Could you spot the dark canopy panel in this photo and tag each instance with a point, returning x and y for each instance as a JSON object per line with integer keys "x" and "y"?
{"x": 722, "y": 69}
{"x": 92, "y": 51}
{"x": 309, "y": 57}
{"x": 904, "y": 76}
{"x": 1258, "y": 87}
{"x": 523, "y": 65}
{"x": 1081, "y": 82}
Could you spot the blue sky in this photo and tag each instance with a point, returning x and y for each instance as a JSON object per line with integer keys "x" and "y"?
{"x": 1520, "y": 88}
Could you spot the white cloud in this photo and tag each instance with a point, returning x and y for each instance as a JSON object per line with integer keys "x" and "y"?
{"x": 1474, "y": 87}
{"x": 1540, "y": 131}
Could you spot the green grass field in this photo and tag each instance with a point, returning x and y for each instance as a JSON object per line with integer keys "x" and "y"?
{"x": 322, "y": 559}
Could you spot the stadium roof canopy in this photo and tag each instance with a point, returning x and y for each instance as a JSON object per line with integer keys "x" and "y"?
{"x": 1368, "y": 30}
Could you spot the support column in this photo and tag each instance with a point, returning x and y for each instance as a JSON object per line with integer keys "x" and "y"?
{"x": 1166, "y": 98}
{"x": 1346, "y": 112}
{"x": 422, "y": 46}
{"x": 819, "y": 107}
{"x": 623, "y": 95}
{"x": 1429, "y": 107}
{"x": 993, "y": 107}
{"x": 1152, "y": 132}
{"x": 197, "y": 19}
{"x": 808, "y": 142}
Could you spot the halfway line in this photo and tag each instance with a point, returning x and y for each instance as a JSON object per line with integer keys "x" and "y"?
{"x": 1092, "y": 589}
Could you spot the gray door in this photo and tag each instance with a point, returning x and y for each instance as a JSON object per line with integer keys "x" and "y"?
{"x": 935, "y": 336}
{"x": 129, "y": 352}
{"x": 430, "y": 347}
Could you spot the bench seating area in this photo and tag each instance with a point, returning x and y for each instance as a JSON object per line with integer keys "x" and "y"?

Exercise goal: Return verbatim the stretch of entries above from the line containing "Could you spot the stadium" through the final line of the entries, including both ends.

Solution to this task:
Could you spot the stadium roof canopy in this photo and tag each instance with a point, returning x and y for each instance as a JSON object per line with integer keys "x" and "y"?
{"x": 1368, "y": 30}
Could you spot the support column in this photo and tag each instance with a point, returning x and y for each instance as a JSON object per line with integer keys "x" and "y"?
{"x": 1166, "y": 98}
{"x": 1346, "y": 112}
{"x": 422, "y": 46}
{"x": 819, "y": 107}
{"x": 623, "y": 95}
{"x": 1429, "y": 107}
{"x": 993, "y": 107}
{"x": 1152, "y": 132}
{"x": 197, "y": 19}
{"x": 808, "y": 142}
Could you spot the halfway line in this photo and tag each instance with a point, returning x and y for each instance as a JSON object per line with integer keys "x" and "y"?
{"x": 1092, "y": 589}
Could you spot the gray door in this photo and tag each instance with a point, returning x and y for each instance as a JSON object per line with integer keys "x" and "y"?
{"x": 935, "y": 336}
{"x": 129, "y": 352}
{"x": 430, "y": 347}
Could you spot the bench seating area in this photo and tag each instance with a point, returning x and y for each instance as a JSON object per line with integer keys "x" and "y"?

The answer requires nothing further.